▸ **DATA EXCERPTS**:
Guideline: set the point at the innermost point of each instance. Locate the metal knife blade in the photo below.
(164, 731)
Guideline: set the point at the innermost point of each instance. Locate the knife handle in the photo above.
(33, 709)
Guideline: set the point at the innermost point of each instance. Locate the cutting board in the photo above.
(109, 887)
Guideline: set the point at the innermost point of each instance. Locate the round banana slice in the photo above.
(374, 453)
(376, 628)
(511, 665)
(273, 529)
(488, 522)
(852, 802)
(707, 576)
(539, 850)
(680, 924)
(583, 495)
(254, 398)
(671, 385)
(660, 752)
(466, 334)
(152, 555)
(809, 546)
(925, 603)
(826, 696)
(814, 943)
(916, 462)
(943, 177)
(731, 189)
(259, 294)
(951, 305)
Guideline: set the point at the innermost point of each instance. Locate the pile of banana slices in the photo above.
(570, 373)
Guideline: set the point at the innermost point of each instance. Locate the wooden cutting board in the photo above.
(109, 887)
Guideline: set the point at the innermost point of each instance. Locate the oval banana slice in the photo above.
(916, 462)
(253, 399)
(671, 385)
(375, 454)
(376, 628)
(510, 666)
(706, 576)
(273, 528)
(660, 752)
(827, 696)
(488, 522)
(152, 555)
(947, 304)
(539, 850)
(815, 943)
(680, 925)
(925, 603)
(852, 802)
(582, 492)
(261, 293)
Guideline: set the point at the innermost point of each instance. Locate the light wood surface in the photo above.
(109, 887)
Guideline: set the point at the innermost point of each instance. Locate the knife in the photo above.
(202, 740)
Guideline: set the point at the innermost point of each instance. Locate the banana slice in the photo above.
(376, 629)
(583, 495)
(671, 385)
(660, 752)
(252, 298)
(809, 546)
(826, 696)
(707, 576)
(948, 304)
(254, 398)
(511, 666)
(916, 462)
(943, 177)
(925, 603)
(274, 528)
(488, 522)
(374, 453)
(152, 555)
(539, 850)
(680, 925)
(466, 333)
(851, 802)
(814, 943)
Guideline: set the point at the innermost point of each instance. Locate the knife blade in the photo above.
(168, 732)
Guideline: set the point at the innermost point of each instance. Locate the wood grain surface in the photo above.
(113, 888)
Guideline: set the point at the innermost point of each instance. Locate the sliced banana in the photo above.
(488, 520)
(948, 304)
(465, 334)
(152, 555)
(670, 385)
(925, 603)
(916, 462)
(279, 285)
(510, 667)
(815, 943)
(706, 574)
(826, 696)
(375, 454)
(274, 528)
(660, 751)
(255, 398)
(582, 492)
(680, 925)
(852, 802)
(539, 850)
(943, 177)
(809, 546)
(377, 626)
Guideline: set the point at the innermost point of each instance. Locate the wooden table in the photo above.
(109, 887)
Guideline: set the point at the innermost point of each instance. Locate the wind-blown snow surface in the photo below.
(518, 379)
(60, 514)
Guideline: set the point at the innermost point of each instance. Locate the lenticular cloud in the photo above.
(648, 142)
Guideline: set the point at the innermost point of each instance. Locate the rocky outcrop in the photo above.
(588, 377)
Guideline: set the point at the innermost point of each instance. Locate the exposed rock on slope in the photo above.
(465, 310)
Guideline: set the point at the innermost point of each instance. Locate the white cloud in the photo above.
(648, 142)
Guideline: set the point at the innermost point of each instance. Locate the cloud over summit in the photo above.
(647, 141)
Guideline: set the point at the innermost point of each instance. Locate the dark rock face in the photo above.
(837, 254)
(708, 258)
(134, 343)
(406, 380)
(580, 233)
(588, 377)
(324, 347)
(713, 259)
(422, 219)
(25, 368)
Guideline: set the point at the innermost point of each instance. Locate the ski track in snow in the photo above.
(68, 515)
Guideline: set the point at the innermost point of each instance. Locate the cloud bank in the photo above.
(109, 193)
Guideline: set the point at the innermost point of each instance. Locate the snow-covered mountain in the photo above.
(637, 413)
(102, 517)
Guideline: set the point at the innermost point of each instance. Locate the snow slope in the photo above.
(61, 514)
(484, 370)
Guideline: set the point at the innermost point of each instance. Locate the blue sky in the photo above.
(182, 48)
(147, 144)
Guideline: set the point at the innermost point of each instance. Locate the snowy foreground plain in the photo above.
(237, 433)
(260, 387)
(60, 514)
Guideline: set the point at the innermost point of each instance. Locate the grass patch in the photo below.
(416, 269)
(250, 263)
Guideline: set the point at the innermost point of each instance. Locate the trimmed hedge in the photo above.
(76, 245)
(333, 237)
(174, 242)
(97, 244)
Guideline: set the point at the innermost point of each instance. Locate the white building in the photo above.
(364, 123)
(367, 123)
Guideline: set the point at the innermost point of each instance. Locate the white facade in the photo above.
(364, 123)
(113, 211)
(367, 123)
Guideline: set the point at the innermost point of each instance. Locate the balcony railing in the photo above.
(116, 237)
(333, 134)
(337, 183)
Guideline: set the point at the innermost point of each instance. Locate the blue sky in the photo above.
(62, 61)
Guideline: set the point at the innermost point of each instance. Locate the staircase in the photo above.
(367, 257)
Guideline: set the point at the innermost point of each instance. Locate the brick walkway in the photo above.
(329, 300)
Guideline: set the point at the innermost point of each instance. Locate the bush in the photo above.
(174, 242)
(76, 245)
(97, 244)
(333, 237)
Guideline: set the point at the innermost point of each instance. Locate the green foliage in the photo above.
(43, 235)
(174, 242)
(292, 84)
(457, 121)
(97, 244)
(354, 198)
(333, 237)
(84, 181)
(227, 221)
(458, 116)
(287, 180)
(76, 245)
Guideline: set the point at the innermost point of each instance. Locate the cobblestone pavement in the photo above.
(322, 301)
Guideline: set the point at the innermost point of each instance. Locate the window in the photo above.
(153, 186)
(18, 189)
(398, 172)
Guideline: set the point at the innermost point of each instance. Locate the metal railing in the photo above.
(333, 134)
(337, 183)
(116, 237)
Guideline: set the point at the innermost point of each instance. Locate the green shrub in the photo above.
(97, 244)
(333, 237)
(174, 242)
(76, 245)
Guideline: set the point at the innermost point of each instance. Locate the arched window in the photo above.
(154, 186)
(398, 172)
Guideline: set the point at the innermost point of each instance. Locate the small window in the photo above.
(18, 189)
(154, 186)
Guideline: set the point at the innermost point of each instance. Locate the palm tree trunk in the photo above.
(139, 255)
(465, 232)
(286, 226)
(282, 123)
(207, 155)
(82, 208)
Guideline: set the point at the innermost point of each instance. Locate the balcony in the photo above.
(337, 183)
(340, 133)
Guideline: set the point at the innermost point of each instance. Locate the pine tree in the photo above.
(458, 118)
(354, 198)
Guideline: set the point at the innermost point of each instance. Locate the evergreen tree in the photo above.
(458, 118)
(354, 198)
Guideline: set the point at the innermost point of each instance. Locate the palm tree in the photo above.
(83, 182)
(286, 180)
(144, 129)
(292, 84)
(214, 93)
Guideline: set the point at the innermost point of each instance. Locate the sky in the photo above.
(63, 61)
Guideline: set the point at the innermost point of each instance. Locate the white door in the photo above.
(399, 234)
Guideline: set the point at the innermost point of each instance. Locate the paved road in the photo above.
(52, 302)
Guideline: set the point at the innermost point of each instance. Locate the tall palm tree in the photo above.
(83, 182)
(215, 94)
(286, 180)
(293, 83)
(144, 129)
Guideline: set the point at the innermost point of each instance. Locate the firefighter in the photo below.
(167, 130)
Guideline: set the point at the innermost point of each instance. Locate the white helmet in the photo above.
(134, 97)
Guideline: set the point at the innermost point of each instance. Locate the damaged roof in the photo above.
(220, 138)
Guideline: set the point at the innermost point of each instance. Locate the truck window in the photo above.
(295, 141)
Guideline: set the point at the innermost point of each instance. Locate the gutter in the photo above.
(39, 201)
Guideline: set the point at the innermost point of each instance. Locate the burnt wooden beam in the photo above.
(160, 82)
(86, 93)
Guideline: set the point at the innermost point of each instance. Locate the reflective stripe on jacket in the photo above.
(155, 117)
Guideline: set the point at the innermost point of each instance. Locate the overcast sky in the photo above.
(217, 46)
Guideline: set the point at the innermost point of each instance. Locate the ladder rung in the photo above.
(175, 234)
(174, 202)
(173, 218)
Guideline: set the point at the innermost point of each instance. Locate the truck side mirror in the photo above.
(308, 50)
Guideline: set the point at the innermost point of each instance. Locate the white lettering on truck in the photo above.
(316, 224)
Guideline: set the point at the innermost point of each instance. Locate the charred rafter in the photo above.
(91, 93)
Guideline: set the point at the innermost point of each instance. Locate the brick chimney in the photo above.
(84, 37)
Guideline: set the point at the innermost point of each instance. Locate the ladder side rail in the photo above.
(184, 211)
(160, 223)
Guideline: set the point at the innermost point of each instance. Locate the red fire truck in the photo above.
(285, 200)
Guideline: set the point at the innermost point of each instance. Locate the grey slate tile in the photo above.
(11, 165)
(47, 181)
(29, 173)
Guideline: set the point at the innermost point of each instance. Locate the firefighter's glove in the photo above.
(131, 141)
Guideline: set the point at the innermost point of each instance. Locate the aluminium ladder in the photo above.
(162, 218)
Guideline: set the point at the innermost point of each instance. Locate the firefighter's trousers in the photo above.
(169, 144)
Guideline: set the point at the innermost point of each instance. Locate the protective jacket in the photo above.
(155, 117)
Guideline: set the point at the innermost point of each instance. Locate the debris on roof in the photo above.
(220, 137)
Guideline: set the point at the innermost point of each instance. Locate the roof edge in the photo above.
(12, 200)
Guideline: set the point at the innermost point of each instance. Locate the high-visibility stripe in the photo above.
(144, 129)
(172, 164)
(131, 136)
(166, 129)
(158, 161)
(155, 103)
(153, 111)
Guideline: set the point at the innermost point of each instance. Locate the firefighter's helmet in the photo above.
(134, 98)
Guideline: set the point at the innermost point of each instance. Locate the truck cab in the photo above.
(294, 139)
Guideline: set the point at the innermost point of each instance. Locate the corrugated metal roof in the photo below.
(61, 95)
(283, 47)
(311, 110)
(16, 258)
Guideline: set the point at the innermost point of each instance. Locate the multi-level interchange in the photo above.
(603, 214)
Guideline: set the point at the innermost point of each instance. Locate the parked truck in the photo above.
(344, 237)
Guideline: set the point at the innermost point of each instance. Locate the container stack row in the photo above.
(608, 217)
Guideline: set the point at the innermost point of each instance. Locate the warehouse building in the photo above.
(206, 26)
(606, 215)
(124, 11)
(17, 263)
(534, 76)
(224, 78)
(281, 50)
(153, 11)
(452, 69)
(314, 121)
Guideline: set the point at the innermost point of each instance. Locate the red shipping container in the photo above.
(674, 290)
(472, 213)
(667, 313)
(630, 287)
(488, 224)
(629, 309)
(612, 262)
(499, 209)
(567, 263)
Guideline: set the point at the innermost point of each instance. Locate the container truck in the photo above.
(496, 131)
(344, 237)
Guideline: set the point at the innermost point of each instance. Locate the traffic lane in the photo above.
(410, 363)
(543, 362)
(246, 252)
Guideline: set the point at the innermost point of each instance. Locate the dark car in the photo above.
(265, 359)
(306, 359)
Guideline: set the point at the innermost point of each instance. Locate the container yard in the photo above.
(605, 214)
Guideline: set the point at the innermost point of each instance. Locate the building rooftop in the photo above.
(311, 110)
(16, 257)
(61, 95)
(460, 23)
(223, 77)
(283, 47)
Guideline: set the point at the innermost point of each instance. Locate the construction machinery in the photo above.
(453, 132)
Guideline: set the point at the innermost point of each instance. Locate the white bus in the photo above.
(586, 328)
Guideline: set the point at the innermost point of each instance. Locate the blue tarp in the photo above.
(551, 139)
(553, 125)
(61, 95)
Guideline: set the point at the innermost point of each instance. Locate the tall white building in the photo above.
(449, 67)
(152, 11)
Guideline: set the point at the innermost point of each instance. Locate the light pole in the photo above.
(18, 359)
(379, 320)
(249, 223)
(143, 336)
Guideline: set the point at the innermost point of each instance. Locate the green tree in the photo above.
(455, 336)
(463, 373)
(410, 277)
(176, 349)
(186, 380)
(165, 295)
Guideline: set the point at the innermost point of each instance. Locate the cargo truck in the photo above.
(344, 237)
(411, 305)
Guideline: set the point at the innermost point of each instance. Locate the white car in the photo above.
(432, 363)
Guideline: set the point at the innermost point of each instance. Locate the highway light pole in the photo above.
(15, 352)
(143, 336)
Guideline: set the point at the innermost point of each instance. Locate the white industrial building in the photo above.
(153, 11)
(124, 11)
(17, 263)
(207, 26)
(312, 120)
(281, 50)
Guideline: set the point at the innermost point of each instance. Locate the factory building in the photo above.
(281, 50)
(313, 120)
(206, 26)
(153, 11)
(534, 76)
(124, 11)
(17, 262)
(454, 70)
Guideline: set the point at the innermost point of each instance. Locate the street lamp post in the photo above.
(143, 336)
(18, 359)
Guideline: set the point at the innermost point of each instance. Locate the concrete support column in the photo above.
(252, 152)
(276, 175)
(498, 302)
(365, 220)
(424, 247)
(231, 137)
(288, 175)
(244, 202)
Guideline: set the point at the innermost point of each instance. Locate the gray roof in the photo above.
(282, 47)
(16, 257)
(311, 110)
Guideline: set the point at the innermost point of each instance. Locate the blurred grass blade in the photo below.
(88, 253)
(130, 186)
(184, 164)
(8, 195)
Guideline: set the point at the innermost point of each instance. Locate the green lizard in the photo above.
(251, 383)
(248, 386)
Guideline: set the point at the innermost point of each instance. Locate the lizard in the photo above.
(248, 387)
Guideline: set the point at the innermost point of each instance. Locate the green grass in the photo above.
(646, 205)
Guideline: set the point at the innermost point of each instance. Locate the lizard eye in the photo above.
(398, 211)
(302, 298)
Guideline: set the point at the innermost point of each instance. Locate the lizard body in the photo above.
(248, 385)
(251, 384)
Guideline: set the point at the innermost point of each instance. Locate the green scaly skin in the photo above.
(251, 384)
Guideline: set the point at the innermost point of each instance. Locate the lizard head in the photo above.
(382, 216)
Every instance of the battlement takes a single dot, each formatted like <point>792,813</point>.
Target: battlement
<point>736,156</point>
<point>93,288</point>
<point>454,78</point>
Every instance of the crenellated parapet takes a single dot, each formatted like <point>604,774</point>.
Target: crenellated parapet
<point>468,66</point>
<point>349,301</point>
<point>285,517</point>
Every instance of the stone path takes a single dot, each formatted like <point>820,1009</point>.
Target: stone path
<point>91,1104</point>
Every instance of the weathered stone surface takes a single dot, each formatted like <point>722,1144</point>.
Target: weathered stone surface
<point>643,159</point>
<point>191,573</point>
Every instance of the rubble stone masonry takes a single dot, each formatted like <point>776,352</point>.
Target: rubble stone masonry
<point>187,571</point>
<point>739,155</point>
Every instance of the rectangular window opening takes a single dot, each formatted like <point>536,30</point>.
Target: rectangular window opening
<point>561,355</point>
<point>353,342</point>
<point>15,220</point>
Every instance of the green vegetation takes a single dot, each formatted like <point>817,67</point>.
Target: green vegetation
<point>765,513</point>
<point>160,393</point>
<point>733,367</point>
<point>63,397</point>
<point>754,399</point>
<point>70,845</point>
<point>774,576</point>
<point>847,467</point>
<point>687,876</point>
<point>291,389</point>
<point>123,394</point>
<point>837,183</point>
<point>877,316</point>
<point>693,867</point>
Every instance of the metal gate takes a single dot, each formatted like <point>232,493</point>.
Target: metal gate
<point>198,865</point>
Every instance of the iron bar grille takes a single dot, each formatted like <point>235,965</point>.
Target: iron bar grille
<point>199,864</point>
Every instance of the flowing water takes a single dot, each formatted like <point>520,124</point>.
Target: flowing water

▸ **EXERCISE AIM**: Where does the word "formatted" appear in the listing? List each line that holds it.

▸ **ANSWER TO THIS TASK**:
Every instance of the battlement takes a single dot, each formatted like <point>792,813</point>.
Every instance of the crenellated parapet takes a single dot, each formatted like <point>604,774</point>.
Every instance of the stone path takes a single dot, each formatted like <point>820,1009</point>.
Every instance of the weathered stone surface takes a single dot, each formatted like <point>722,1144</point>.
Every instance of the rubble stone masonry takes a single dot, each formatted like <point>776,352</point>.
Every instance of the rectangular window opening takes a single dot, each formatted like <point>536,30</point>.
Every instance of the green vegetation takes a single dot, each formatted like <point>817,67</point>.
Every instance of the metal gate takes a single dot, each formatted like <point>232,493</point>.
Every instance of the iron bar grille takes a single dot, each formatted like <point>235,965</point>.
Every instance of the flowing water takes a single dot, each formatted like <point>520,124</point>.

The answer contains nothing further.